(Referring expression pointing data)
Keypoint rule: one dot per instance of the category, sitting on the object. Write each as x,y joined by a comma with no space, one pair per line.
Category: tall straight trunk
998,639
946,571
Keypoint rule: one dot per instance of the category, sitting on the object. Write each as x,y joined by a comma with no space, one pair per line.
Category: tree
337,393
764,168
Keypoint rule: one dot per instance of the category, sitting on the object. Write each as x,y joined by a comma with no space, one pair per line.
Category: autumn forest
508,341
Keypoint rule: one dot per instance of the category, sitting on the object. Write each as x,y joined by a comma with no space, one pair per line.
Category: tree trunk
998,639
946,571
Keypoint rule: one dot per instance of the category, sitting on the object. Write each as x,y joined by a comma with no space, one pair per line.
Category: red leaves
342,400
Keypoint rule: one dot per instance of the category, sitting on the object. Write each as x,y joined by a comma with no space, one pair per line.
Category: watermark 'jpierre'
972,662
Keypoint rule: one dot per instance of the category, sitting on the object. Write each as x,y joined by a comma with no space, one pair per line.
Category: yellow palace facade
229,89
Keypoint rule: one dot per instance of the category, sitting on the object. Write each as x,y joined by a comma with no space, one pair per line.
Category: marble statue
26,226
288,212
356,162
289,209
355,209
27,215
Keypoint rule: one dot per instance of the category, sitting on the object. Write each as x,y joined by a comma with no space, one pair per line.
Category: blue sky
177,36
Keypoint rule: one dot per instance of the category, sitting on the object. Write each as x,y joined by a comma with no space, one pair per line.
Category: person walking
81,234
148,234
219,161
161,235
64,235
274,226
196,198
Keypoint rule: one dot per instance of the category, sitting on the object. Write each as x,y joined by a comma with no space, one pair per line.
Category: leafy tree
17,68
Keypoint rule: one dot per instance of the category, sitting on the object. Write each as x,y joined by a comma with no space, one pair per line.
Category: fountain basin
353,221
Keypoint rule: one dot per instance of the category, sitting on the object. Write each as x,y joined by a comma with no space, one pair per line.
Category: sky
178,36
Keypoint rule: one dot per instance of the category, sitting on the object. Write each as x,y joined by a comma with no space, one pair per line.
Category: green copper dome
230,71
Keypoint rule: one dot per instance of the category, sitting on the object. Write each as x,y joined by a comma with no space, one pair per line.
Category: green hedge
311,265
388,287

— What is needed —
Your answer should be all of the records, transcribed exactly.

— The completed task —
Keypoint rule: one dot per instance of the category, sitting on the object. Write each as x,y joined by a comma with no space, one pair per line.
Category: tall straight trunk
998,639
946,571
Keypoint rule: one dot per instance of the category, sitting on the object. Write each as x,y joined by a comma with no space, one pair per line.
Category: tree
337,393
764,168
Keypoint rule: one dot per instance of the category, sitting on the object. Write each as x,y joined by a comma with no space, one pair per line.
Category: autumn forest
508,341
Keypoint rule: one dot per instance of the category, sitting on the object. Write each as x,y joined by a comma with no space, one pair per line.
Category: tree trunk
998,639
946,571
Keypoint rule: one dot per instance of the category, sitting on the object. Write each as x,y joined by a comma with no space, one pair per line.
Category: red leaves
342,400
Keypoint rule: one dot per instance of the category, sitting on the object. Write each as x,y joined by a comma with no space, one pair per line.
Category: watermark 'jpierre'
972,662
Keypoint rule: one dot per instance of the category, sitting on the object. Write each as x,y joined by a comma with no space, one pair per line.
Category: yellow palace facade
229,89
Keypoint rule: one dot per instance of the category, sitting on the object. Write each as x,y joined by a comma with no space, one pair per line.
Category: marble statue
26,226
288,212
356,162
289,209
355,209
27,215
Keypoint rule: one dot per instance of the category, sitting on the object. Write each as x,y joined by a comma with no space, one pair per line.
Category: blue sky
177,36
Keypoint rule: one dot per instance of the category, sitting on the object. Write each as x,y joined by a comma with no space, one pair per line.
Category: person walking
81,234
148,234
219,161
161,235
64,235
274,226
196,198
Keypoint rule: one dot per instance of the category, sitting on the object. Write each as x,y joined by a comma with no space, one pair per line.
Category: leafy tree
17,68
Keypoint rule: one dot per instance of the category, sitting on the object. Write each as x,y joined by a comma with no space, one pair per line.
Category: fountain basin
353,221
Keypoint rule: one dot per instance of the category, sitting on the object. Write each as x,y joined by a comma with no space, one pair per line.
Category: sky
178,36
Keypoint rule: one dot per instance of the category, sitting on the object. Write each as x,y joined by a comma with no space, one pair per line.
Category: green copper dome
230,71
Keypoint rule: one dot per instance of the category, sitting on the object. Write each as x,y joined by a comma with no space, one pair per line.
Category: green hedge
311,265
388,287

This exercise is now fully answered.